EXERCISES TO COMPLETE:
1. Summarize the commentary on the VA distance rule in two sentences.
2. In one to three sentences, explain why the commentary on the VA distance rule doubts that the change can be relied on.
3. Carry on the commentary on the VA distance rule from its final sentence.

[[ PASSAGE, beginning ]]

Too Little, Too Late

Responding to pressure from Congress and veterans groups, the Department of Veterans Affairs is relaxing a rule that makes it hard for some veterans in rural areas to prove they live at least 40 miles from a VA health site.

The relaxation consists of the VA using mapping facilities (vis., Google Maps) to measure actual driving miles rather than simply plotting straight line distances. Here’s Veterans Affairs Secretary Robert McDonald:

We’ve determined that changing the distance calculation will help ensure more veterans have access to care when and where they want it[.]

Well, NSS. Of course you’ve known that right along, but it’s good you’re finally acting on it.

The problem with this, though, is that what the Veterans Administration chooses to relax today it can choose to retighten tomorrow. In addition to that, this VA has in place most of the same bureaucratic leadership that’s been misbehaving right along, excepting only a couple of high profile resignations (not firings). They can’t be trusted.

[[ PASSAGE, end ]]
[[ MATERIAL SHOWN, beginning ]]

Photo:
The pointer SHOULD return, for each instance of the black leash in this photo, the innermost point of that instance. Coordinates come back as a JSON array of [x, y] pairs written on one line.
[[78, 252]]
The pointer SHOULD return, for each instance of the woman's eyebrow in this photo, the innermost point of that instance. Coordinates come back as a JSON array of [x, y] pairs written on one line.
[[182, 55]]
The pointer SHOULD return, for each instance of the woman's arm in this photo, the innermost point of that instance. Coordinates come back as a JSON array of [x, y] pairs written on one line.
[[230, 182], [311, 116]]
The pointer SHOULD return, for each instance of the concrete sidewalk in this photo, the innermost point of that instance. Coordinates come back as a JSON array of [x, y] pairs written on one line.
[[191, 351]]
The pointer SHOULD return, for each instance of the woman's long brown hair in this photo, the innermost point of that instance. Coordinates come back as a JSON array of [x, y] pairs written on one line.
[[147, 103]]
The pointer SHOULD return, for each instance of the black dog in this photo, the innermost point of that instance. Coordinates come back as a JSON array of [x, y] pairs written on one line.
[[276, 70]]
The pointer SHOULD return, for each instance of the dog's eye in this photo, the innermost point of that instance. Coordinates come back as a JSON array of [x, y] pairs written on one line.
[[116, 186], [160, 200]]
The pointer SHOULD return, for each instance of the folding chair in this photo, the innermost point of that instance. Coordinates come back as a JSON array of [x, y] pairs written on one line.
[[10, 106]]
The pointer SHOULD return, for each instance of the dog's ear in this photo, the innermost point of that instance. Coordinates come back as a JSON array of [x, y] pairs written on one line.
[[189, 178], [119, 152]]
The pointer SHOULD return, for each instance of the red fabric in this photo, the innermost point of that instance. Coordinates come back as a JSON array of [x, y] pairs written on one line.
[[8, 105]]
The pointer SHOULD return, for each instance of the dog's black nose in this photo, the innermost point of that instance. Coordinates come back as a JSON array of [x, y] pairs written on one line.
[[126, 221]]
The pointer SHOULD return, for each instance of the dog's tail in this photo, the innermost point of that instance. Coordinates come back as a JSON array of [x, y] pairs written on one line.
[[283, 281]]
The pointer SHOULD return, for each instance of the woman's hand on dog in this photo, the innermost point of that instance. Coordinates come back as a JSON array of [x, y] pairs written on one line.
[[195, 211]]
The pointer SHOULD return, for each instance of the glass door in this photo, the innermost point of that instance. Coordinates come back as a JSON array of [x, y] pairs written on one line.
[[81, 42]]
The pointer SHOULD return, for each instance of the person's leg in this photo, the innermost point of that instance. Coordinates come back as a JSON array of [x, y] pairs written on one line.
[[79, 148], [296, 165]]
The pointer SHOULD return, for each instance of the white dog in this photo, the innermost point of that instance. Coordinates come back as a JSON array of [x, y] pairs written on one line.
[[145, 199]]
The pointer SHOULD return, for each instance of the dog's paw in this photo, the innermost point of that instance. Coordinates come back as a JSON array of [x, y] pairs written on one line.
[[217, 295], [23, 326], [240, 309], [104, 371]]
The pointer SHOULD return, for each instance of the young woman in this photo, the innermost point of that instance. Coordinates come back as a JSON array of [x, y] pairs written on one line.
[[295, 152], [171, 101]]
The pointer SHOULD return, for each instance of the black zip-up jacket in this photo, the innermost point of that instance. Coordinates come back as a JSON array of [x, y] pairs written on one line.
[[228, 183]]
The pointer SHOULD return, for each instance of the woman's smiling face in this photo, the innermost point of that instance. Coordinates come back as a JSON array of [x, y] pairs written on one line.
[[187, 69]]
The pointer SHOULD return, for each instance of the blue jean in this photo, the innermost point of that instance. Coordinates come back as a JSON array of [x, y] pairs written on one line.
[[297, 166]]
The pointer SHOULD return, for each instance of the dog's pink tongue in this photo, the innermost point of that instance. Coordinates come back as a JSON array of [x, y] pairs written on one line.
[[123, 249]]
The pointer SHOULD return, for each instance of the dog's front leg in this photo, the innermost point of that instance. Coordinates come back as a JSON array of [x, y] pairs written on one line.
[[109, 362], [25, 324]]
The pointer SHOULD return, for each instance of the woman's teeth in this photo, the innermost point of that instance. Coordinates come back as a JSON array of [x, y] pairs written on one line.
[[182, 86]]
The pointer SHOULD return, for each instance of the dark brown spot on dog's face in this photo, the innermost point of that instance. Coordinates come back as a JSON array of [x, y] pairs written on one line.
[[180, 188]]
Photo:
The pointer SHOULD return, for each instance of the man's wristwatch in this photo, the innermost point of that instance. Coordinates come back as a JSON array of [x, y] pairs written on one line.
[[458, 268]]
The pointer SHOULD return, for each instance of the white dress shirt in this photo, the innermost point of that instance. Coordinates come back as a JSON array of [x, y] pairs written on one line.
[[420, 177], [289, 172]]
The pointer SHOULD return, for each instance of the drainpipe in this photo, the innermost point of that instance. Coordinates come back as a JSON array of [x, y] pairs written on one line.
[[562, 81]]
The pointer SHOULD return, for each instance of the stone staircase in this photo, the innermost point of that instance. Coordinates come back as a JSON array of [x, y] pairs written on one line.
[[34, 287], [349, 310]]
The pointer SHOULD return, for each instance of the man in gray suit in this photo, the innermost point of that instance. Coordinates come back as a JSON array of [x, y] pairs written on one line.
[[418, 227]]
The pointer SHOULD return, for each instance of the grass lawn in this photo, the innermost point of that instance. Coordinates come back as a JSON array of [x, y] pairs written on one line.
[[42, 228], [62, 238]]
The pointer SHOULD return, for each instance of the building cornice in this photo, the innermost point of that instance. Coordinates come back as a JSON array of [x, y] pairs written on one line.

[[ MATERIAL SHOWN, end ]]

ACTIVITY ANSWERS:
1. Under pressure from Congress and veterans groups, the Department of Veterans Affairs is relaxing a rule that made it hard for some rural veterans to prove they live at least 40 miles from a VA health site, and will now use mapping tools to measure actual driving miles instead of straight-line distances. The writer welcomes the move but argues that the VA could reverse it at any time and that its largely unchanged leadership cannot be trusted.

2. The writer notes that whatever the VA chooses to relax today it can choose to tighten again tomorrow. The writer also points out that most of the same bureaucratic leadership that has been misbehaving is still in place, with only a couple of high-profile resignations and no firings, so they cannot be trusted.

3.
Disband the VA, and use its erstwhile future budgets for vouchers with which our veterans can select their own doctors and medical facilities.

In the meantime, a suitable interim step would consist of Congress legislating the distance calculation while also legislating a shorter distance to travel—20 miles would be a better maximum. That would still be a 40-minute round trip on the open highway, and closer to 90 minutes’ time in ordinary city traffic. Most folks have other things to do with their time than sit in their cars for an hour and a half—or sit in someone else’s car if the veteran isn’t in a position to drive himself.